**PROBLEM TO WORK ON**
Once you have read the data below, print all of it exactly.

(Referring expression data)

***

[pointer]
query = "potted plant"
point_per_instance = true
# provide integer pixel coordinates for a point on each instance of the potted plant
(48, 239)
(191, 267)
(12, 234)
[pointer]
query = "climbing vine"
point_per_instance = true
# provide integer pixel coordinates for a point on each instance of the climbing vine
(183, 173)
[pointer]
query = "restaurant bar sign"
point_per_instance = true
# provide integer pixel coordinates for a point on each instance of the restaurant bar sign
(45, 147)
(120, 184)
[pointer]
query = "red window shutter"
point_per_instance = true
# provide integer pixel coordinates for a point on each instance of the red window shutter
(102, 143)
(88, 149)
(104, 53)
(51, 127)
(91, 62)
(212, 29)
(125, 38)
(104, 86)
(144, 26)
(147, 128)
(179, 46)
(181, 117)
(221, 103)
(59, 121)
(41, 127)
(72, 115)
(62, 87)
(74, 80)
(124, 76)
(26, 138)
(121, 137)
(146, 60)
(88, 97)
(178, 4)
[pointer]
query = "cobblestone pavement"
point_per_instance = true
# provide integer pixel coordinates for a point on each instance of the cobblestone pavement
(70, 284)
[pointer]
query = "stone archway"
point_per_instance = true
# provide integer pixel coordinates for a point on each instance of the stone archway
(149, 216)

***

**SOLUTION TO THIS EXERCISE**
[pointer]
query = "potted plant"
point_per_instance = true
# provide integer pixel coordinates for a point on each instance of the potted plant
(48, 239)
(191, 267)
(12, 234)
[pointer]
query = "climbing vine"
point_per_instance = true
# provide integer pixel coordinates for a point on each instance of the climbing vine
(183, 173)
[pointer]
query = "restaurant bar sign"
point_per_instance = true
# provide integer pixel coordinates for a point on each instance of the restaurant bar sign
(45, 147)
(120, 184)
[pointer]
query = "red window shutter"
point_per_instance = true
# provide integer pixel coordinates for a point on each instance of the red window shutter
(102, 143)
(88, 149)
(104, 53)
(51, 127)
(91, 62)
(212, 29)
(125, 38)
(104, 86)
(144, 26)
(147, 128)
(179, 46)
(181, 117)
(221, 103)
(59, 121)
(41, 127)
(72, 115)
(62, 87)
(74, 80)
(124, 76)
(26, 138)
(121, 137)
(146, 60)
(88, 97)
(178, 4)
[pointer]
query = "cobblestone pavement"
point_per_instance = true
# provide integer pixel coordinates for a point on each instance of the cobblestone pavement
(70, 284)
[pointer]
query = "stone archway"
point_per_instance = true
# provide integer pixel coordinates for a point on each instance of the stone archway
(149, 216)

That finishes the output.